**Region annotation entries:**
════════

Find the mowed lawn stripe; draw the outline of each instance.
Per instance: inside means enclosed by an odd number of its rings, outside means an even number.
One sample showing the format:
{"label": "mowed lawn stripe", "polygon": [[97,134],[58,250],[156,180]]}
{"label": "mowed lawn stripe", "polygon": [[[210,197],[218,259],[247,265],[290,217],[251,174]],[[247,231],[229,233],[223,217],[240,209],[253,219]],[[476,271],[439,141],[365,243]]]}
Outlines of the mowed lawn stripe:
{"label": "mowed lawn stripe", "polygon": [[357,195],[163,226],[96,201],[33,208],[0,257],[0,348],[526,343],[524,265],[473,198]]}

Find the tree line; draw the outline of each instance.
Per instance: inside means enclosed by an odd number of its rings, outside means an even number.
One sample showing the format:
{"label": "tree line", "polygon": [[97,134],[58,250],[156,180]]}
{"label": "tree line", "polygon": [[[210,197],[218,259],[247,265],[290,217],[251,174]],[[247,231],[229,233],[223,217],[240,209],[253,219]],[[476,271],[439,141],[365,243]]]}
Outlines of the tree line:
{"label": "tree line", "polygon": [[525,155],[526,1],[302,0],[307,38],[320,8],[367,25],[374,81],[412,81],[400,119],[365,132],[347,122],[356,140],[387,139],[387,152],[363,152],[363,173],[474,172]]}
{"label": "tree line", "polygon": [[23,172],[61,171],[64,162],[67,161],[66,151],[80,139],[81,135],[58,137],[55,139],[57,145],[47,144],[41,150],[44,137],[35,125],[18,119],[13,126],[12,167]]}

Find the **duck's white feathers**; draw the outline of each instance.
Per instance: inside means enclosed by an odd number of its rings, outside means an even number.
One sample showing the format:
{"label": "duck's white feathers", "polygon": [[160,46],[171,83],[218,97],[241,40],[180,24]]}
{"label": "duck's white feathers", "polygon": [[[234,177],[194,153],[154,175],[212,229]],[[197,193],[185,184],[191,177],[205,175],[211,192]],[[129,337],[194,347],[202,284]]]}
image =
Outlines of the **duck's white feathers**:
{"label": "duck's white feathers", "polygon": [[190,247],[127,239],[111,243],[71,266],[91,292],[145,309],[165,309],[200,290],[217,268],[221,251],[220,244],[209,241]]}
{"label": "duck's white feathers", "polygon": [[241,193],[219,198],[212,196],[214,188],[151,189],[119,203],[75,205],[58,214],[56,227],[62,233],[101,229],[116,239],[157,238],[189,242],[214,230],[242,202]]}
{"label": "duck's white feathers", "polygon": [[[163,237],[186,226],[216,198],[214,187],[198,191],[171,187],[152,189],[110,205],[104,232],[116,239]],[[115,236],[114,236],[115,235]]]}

════════

**REQUIREMENTS:** Reproduce the lines of every item above verbatim.

**WRITTEN SOLUTION:**
Find the mowed lawn stripe; draw the outline of each instance.
Per instance: inside means enclosed by an odd number of its rings, outside means an even number.
One sample showing the format:
{"label": "mowed lawn stripe", "polygon": [[97,134],[58,250],[156,180]]}
{"label": "mowed lawn stripe", "polygon": [[[210,197],[218,259],[247,265],[290,217],[251,174]],[[247,231],[229,233],[223,217],[240,209],[253,219]],[[476,271],[439,141],[365,243]]]}
Outlines of the mowed lawn stripe:
{"label": "mowed lawn stripe", "polygon": [[357,195],[163,226],[96,201],[33,208],[0,257],[0,348],[526,343],[524,265],[473,198]]}

Find the tree line; draw the outline of each instance.
Per instance: inside means enclosed by an odd number of its rings, outside means an even number.
One sample showing the format:
{"label": "tree line", "polygon": [[97,134],[58,250],[156,180]]}
{"label": "tree line", "polygon": [[[210,197],[218,259],[247,265],[290,217],[251,174]],[[247,231],[229,233],[223,217],[240,209],[253,219]],[[476,271],[439,141],[365,243]]]}
Outlines of the tree line:
{"label": "tree line", "polygon": [[525,155],[526,1],[302,0],[307,38],[320,8],[367,25],[374,81],[412,81],[400,119],[365,132],[347,122],[356,140],[387,139],[387,152],[363,152],[363,173],[474,172]]}
{"label": "tree line", "polygon": [[23,172],[61,171],[64,162],[67,161],[66,151],[80,139],[81,135],[58,137],[55,139],[57,145],[47,144],[41,150],[44,137],[35,125],[18,119],[13,126],[12,167]]}

Find the **duck's white feathers**; draw the outline of each instance.
Per instance: inside means enclosed by an odd number of its rings, outside means an even number.
One sample showing the format:
{"label": "duck's white feathers", "polygon": [[160,46],[171,83],[218,97],[241,40],[180,24]]}
{"label": "duck's white feathers", "polygon": [[[234,177],[194,153],[154,175],[212,229]],[[197,193],[185,184],[191,177],[205,175],[211,192]],[[129,337],[194,347],[202,284]]]}
image =
Outlines of the **duck's white feathers**:
{"label": "duck's white feathers", "polygon": [[190,247],[127,239],[111,243],[71,266],[91,292],[145,309],[165,309],[200,290],[217,268],[221,251],[220,244],[209,241]]}
{"label": "duck's white feathers", "polygon": [[241,193],[219,198],[212,196],[214,188],[151,189],[119,203],[75,205],[58,214],[56,227],[62,233],[101,229],[116,239],[157,238],[189,242],[214,230],[242,202]]}
{"label": "duck's white feathers", "polygon": [[[163,237],[186,226],[216,198],[214,187],[198,191],[171,187],[152,189],[110,205],[104,232],[116,239]],[[115,236],[114,236],[115,235]]]}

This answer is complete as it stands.